**Task instructions**
- 1) In the software requirements passage, transcribe everything from "- Short-change Time" down to "with this change?".
- 2) According to the software requirements passage, what can still make a project fail miserably after its requirements have been approved?
- 3) List every way to do software requirements poorly that the software requirements passage names in its series.

**Supplied passage**
Number 6 in the series, “How to Shoot Yourself in the Foot: 7 ways to do software requirements poorly to set your project up for failure and what to do instead.”
- Short-change Time Spent on Software Requirements or Don’t do Them at All
- Don’t Listen to Your Customer’s Needs
- Don’t use Models
- Use Weasel Words
- Don’t Prioritize Requirements
- Don’t Baseline and Change Control Requirements
- Don’t do Requirements Traceability
You have done a great job eliciting, prioritizing and documenting the requirements for your project. Your requirements have been approved by the stakeholders. You are now home free and can rest on your laurels for the rest of the project. Wrong! You can still shoot yourself in the foot. In fact, your project can still fail miserably due to lack of requirements change control. The business reality will constantly change even after requirements are “signed off” and the project continues to move through the software development life cycle. Are you prepared to deal with this change?

**Recorded information**

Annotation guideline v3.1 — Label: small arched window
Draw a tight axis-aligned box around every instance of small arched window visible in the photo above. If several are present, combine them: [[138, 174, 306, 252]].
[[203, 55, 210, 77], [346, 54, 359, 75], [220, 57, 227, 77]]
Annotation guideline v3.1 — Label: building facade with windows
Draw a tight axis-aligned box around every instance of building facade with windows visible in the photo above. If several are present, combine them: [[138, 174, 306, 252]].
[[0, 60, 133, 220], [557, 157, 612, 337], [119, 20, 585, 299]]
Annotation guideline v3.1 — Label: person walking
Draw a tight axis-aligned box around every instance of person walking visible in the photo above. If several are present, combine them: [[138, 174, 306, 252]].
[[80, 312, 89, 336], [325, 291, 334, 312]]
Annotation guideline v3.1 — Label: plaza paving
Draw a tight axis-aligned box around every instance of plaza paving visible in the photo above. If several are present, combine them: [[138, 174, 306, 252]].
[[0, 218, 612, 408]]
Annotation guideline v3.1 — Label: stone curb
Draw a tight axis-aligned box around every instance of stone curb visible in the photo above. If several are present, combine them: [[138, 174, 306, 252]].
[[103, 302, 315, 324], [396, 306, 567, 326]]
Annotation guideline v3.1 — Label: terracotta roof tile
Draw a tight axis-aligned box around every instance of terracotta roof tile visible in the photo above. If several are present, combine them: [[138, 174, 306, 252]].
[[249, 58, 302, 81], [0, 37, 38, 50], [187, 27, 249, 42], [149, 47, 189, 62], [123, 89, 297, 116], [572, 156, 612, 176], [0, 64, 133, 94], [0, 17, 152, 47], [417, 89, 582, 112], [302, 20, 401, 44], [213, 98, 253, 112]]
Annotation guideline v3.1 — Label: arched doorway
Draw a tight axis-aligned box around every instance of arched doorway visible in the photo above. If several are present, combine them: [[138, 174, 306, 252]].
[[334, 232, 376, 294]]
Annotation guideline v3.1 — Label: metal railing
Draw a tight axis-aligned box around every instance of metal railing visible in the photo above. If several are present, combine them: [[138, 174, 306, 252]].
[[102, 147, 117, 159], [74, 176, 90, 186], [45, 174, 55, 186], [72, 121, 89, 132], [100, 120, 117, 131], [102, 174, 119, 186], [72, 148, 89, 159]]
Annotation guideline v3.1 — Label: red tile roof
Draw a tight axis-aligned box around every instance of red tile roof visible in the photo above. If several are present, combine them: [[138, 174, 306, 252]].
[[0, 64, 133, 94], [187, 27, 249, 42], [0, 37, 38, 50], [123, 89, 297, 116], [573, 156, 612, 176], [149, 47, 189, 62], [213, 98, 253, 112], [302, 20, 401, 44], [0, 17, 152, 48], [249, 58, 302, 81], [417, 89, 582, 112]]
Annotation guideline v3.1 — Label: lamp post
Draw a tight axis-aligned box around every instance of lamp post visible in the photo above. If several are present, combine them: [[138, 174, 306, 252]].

**Exercise answers**
- 1)
- Short-change Time Spent on Software Requirements or Don’t do Them at All
- Don’t Listen to Your Customer’s Needs
- Don’t use Models
- Use Weasel Words
- Don’t Prioritize Requirements
- Don’t Baseline and Change Control Requirements
- Don’t do Requirements Traceability
You have done a great job eliciting, prioritizing and documenting the requirements for your project. Your requirements have been approved by the stakeholders. You are now home free and can rest on your laurels for the rest of the project. Wrong! You can still shoot yourself in the foot. In fact, your project can still fail miserably due to lack of requirements change control. The business reality will constantly change even after requirements are “signed off” and the project continues to move through the software development life cycle. Are you prepared to deal with this change?

- 2) Lack of requirements change control.

- 3)
- Short-change Time Spent on Software Requirements or Don't do Them at All
- Don't Listen to Your Customer's Needs
- Don't use Models
- Use Weasel Words
- Don't Prioritize Requirements
- Don't Baseline and Change Control Requirements
- Don't do Requirements Traceability